● **TASK DESCRIPTION**:
Output all entries precisely.

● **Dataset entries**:
◆ ◆ ◆ ◆
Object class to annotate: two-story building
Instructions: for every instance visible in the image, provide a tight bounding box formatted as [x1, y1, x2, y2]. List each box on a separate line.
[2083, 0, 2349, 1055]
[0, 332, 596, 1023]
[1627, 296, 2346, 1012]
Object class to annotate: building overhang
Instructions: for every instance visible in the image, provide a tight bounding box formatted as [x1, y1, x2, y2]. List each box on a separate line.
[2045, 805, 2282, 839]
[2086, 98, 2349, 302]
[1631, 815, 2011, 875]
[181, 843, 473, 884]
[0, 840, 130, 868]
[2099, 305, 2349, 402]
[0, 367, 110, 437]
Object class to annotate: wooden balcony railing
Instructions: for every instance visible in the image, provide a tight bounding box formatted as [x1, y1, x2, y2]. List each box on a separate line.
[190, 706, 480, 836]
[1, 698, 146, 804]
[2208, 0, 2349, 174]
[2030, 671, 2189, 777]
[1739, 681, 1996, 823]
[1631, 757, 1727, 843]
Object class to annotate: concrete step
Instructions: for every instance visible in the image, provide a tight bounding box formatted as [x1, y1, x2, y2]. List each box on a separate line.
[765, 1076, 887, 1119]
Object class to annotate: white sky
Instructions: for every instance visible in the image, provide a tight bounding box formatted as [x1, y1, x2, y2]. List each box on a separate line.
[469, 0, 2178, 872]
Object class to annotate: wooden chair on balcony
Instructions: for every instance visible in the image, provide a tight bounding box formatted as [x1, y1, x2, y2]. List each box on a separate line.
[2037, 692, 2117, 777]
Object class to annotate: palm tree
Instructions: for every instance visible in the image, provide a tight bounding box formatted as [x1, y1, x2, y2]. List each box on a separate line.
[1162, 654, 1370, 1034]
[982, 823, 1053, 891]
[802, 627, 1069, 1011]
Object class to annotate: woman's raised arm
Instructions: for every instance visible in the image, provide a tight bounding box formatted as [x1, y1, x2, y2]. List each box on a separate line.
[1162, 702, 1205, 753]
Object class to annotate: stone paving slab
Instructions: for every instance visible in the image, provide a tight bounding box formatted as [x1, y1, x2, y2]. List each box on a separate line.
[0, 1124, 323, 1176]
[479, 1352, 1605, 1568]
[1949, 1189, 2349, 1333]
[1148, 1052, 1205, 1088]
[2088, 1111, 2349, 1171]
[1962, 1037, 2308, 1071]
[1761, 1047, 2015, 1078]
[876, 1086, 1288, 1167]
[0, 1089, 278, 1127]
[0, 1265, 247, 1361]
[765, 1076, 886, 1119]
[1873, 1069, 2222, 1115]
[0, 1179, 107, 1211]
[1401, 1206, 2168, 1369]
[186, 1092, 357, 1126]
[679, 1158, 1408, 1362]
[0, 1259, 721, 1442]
◆ ◆ ◆ ◆
● **TASK SOLUTION**:
Object class to annotate: two-story building
Instructions: for every instance visible in the image, provide a tight bounding box formatted as [x1, y1, x2, y2]. List each box on a separate line.
[2083, 0, 2349, 1055]
[0, 332, 596, 1023]
[1627, 296, 2346, 1012]
Object class to annotate: building overhang
Instructions: for every instance visible in the image, provide a tight bounding box formatted as [x1, y1, x2, y2]. List each box on a separate line.
[2045, 805, 2282, 839]
[2086, 98, 2349, 302]
[1631, 815, 2011, 875]
[181, 843, 473, 884]
[0, 840, 130, 868]
[2099, 305, 2349, 402]
[0, 367, 110, 437]
Object class to annotate: wooden balcony railing
Instructions: for every instance visible in the image, provide a tight bounding box formatted as [x1, y1, x2, y2]. List each box on a separate line.
[190, 706, 480, 836]
[1, 698, 146, 804]
[2208, 0, 2349, 174]
[2030, 671, 2189, 777]
[1739, 681, 1996, 823]
[1631, 757, 1727, 843]
Object class to annotate: concrete step
Instructions: for every instance visible in the image, provide a tight bounding box formatted as [x1, y1, x2, y2]. List each box on a separate line.
[765, 1076, 887, 1119]
Object class to annotate: white sky
Instructions: for every instance visible in the image, provide a tight bounding box formatted as [x1, y1, x2, y2]. List each box on a separate line.
[469, 0, 2178, 872]
Object class to annotate: wooden chair on balcony
Instructions: for every instance visible in the image, provide a tight bounding box formatted as [x1, y1, x2, y2]. List each box on a separate line.
[2037, 692, 2117, 777]
Object class to annotate: palm tree
Instructions: for every instance visible in the image, provide a tight bounding box formatted as [x1, y1, x2, y2]. List each box on a separate line.
[1162, 654, 1370, 1034]
[982, 823, 1053, 891]
[802, 627, 1069, 1011]
Object class to annotate: woman's raised arm
Instructions: for every instance visible in the image, provide a tight bounding box formatted as [x1, y1, x2, y2]. List each box on a separate line.
[1162, 702, 1205, 753]
Object class to annotate: stone paving slab
Instructions: for every instance visible in the image, provide a tight bounding box formatted as [x1, y1, x2, y2]. List each box on a separate line.
[0, 1124, 323, 1176]
[479, 1352, 1605, 1568]
[1949, 1189, 2349, 1333]
[1148, 1052, 1205, 1088]
[2088, 1111, 2349, 1171]
[1962, 1037, 2308, 1071]
[1761, 1047, 2015, 1078]
[876, 1086, 1288, 1167]
[0, 1089, 278, 1127]
[0, 1265, 247, 1361]
[765, 1076, 886, 1119]
[1873, 1069, 2222, 1115]
[0, 1179, 107, 1211]
[1401, 1206, 2168, 1369]
[186, 1092, 357, 1126]
[679, 1158, 1408, 1362]
[0, 1259, 721, 1442]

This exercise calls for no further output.